By Victor Adeoti
Osogbo – UN Population Fund (UNPF), under its Youth Participatory
Platform (YPP), on Monday in Osogbo trained 200 adolescent secondary schoolgirls on digital
skill advocacy against Female Genital Mutilation (FGM).
News Agency of Nigeria (NAN) reports that the two-day training is in collaboration with
a Non-Governmental Organisation, Value Female Network (VFN).
The students, drawn from 20 schools across the state, were trained on how to use social
media to launch campaign against the prevalence of FGM.
Blessing Ashi, the UNFPA YPP representative, said that the training was aimed at
enhancing digital capacity for students as means of exposing the dangers of FGM.
Ashi, who noted that FGM had no benefit but complications, said it was sad that many
communities in the state still engaged in the age-long practice.
According to her, since social media is a veritable tool in information dissemination,
students will be trained on how to use Facebook, Twitter, Instagram and WhatsApp,
among others, to spread information about the dangers of FGM.
She listed some of the long-term consequences of FGM to include complications during
child birth, anaemia, damage to the urethra and sexual dysfunction.
She urged governments at all levels to strengthen their campaign against the harmful practice.
Elizabeth Talatu, the UNPF YPP Coordinator, Lagos Office, urged students to use the
digital platforms to expose perpetrators of FMG in their communities.
Talatu urged female students to always report attempts by anyone to mutilate them to
Civil Society Organisations and the police, adding that there were laws against FGM in the country.

● TASKS AND EXERCISES:
1. From the FGM training report, list every long-term consequence of FGM that Blessing Ashi named.
2. Answer these questions using the FGM training report.
(a) How many adolescent secondary schoolgirls were trained?
(b) From how many schools were the students drawn?
(c) To whom did Talatu urge female students to report attempts to mutilate them?
3. Carry on the FGM training report, picking up after its final sentence.

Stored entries
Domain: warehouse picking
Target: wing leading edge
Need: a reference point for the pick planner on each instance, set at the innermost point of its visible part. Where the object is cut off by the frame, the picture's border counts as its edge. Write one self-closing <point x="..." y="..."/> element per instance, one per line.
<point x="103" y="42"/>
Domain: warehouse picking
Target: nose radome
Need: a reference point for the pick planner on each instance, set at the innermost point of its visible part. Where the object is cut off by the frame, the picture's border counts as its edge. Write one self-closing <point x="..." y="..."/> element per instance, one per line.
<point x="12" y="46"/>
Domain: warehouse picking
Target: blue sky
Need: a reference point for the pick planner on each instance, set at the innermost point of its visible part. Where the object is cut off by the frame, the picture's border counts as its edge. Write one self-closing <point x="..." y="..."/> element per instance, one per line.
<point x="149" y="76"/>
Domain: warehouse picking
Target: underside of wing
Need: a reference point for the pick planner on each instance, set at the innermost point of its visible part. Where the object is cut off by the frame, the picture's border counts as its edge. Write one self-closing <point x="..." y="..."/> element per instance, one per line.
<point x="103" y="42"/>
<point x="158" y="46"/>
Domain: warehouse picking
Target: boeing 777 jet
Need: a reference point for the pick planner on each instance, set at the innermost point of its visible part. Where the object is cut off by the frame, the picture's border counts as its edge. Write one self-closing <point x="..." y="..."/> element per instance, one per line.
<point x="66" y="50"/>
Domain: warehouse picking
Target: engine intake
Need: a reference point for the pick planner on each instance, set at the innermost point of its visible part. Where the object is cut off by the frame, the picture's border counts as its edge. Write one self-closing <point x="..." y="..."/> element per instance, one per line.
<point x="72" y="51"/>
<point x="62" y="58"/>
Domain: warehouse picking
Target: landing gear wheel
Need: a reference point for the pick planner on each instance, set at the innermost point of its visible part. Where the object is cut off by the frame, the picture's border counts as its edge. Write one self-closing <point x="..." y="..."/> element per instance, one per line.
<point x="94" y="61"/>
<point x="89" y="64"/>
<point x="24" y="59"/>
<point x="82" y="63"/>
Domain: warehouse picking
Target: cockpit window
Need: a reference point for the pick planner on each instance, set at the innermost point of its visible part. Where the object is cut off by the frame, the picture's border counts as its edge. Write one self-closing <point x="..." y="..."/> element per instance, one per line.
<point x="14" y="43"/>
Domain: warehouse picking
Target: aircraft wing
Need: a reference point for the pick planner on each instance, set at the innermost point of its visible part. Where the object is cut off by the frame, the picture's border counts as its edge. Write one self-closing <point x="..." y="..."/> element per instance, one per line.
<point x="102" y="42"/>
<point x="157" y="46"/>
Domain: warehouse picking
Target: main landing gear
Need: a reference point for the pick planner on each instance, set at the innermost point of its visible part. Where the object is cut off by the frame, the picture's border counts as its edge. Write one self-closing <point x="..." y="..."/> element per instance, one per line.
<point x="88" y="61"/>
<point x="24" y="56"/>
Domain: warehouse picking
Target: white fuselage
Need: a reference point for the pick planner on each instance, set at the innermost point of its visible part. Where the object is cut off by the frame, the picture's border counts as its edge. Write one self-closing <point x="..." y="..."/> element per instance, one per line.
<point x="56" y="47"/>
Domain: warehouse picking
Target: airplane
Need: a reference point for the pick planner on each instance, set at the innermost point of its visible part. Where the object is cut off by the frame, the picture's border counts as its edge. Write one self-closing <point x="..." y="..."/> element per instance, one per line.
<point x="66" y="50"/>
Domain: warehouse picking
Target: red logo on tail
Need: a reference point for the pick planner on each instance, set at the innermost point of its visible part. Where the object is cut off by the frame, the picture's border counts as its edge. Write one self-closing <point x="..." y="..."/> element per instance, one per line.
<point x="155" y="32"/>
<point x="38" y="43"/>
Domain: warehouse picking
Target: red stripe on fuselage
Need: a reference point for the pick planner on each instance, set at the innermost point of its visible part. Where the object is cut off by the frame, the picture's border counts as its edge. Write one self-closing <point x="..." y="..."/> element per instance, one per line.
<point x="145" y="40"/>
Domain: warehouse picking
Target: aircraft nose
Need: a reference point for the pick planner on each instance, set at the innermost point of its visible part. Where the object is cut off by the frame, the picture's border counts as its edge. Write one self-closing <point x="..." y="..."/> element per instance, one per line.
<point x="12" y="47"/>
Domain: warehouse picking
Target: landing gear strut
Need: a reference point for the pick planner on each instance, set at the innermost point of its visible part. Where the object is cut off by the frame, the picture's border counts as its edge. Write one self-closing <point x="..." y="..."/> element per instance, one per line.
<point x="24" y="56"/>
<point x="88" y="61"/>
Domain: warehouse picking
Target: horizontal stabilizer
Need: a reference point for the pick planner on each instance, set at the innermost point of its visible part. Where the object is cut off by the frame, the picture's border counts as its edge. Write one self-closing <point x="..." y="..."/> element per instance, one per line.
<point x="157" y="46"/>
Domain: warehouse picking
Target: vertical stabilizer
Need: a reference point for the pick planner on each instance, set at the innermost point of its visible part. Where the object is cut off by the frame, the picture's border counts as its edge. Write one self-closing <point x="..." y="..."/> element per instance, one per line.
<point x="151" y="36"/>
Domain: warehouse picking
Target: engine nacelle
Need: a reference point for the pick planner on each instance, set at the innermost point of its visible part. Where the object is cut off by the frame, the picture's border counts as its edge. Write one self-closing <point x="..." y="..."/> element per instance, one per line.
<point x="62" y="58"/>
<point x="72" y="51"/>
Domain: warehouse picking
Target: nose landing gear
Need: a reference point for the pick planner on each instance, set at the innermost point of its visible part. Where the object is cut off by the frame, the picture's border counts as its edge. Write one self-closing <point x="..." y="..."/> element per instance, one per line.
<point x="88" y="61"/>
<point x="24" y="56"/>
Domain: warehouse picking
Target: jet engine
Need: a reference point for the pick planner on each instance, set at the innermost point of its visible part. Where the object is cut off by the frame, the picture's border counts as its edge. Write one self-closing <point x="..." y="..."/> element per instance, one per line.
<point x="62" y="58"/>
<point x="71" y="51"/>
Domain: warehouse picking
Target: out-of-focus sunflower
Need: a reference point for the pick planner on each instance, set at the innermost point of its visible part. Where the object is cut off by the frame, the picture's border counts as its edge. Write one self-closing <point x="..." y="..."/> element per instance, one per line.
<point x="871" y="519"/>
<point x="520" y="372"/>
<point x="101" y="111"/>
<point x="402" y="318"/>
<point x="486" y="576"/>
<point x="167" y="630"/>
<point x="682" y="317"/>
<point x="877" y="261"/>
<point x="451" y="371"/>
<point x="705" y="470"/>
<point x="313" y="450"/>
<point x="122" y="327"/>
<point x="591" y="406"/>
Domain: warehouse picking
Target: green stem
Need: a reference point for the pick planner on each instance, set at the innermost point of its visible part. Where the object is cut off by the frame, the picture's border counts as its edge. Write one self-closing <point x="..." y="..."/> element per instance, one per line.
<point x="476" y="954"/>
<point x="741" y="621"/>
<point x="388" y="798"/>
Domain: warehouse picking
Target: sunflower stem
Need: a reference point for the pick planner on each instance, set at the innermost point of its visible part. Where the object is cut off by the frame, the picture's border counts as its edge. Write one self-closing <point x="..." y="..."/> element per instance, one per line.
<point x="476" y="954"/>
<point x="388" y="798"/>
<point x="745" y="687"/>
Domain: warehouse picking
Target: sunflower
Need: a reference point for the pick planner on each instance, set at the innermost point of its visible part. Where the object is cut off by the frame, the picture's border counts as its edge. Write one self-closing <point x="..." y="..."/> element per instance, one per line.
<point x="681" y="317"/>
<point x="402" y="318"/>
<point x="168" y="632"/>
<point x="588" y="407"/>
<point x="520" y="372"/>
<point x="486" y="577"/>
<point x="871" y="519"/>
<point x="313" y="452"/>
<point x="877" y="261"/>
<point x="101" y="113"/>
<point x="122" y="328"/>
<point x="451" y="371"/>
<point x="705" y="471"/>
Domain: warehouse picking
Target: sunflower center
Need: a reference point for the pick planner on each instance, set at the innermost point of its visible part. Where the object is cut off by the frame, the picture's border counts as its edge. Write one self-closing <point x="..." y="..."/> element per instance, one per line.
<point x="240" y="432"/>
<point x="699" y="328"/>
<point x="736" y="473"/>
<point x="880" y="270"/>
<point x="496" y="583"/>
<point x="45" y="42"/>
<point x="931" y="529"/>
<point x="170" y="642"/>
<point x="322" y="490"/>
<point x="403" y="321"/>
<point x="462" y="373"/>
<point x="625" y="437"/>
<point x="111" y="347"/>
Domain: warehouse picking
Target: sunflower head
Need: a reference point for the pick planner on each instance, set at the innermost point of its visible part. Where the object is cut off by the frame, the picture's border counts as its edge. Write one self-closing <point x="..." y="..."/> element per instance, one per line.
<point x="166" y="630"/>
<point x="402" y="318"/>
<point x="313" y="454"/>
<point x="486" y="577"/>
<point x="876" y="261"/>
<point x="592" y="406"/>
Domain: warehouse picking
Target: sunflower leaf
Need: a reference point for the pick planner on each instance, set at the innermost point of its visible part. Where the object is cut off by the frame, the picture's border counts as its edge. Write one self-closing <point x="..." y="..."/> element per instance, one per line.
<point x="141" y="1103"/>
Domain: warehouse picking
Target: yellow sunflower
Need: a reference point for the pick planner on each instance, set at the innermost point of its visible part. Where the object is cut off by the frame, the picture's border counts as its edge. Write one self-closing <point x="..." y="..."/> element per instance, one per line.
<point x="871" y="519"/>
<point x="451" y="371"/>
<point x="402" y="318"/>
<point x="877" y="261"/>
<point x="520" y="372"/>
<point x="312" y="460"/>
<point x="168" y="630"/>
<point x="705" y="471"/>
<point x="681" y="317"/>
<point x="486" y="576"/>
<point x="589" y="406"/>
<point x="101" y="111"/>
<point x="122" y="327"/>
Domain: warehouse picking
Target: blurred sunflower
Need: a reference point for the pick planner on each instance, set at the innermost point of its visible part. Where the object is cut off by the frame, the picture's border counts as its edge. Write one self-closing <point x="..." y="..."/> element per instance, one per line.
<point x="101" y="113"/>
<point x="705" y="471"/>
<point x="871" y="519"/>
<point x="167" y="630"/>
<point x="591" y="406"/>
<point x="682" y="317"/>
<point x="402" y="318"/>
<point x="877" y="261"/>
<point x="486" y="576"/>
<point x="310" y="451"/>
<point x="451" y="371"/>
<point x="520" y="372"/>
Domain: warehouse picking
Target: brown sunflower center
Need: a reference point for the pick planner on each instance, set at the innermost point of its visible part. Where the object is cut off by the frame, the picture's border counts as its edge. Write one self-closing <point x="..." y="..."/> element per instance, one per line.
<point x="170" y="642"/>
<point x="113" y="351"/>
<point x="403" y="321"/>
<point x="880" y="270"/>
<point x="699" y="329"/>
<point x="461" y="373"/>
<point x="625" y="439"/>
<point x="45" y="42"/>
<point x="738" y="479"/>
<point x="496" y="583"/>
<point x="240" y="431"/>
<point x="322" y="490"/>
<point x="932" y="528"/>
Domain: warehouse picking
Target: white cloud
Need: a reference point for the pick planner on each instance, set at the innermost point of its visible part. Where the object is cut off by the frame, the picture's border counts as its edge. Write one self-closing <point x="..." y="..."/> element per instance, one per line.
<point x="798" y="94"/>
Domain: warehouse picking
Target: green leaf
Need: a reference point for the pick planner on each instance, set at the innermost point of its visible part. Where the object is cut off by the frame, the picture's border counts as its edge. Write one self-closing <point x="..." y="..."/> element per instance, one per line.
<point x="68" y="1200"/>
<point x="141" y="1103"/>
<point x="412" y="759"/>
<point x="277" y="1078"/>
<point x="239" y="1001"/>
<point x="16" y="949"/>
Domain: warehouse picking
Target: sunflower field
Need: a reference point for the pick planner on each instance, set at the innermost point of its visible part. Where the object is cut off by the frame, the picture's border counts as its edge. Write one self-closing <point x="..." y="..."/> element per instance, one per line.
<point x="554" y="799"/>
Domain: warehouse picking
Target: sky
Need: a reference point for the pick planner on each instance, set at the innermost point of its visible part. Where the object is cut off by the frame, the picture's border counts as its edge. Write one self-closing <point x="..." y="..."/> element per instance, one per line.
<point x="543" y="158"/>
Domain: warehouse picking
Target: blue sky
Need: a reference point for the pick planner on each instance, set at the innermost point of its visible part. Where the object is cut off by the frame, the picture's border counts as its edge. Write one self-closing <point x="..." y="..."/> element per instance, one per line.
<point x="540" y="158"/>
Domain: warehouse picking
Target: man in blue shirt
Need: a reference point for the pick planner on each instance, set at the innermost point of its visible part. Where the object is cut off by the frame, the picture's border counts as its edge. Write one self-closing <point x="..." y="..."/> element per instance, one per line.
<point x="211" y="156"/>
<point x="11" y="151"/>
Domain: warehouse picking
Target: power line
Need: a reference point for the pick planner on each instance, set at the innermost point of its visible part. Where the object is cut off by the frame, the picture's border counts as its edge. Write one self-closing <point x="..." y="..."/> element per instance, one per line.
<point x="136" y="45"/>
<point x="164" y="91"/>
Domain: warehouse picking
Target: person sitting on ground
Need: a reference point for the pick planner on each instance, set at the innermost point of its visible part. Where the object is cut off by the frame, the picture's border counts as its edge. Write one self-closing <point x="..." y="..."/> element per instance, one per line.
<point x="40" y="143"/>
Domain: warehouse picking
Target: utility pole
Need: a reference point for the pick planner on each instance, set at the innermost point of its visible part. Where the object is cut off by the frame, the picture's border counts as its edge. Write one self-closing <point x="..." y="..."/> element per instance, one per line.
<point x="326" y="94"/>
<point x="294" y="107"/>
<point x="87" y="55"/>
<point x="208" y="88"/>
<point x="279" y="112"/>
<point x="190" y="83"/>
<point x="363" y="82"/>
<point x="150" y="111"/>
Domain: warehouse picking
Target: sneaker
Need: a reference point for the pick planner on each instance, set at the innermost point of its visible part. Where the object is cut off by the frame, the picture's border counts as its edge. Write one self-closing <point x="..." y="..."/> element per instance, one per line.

● EXPECTED RESPONSES:
1. complications during child birth, anaemia, damage to the urethra, sexual dysfunction

2.
(a) 200
(b) 20
(c) Civil Society Organisations and the police

3.
She also urged government, security agencies and the judiciary to ensure the domestication
of laws against FGM in states in order for culprits to be prosecuted.
She added that “UNFPA YPP, Lagos, organised this two-day training for girls in Osun
communities to train them on how to make use of social media to champion the
campaign against FGM.”
Dr Costly Aderibigbe, the VFN team leader, said Osun was chosen for the training because
of the high prevalence of FGM in the state.
Aderibigbe, who described FGM as partial or total removing of the external genitalia of
girls and young women for non-medical reasons, said all hands must be on deck to stop
the harmful practice.
According to her, since the world is now a global village through social media, the training will
help in spreading the ills of the practice.
The team leader said that after the training, the girls were
expected to train other girls in their schools and communities on how to use social media
to expose the ills of the practice.
Some of the students in attendance commended UNFPA and VFN for the training.
They promised to use social media to launch aggressive campaign against FGM in the state.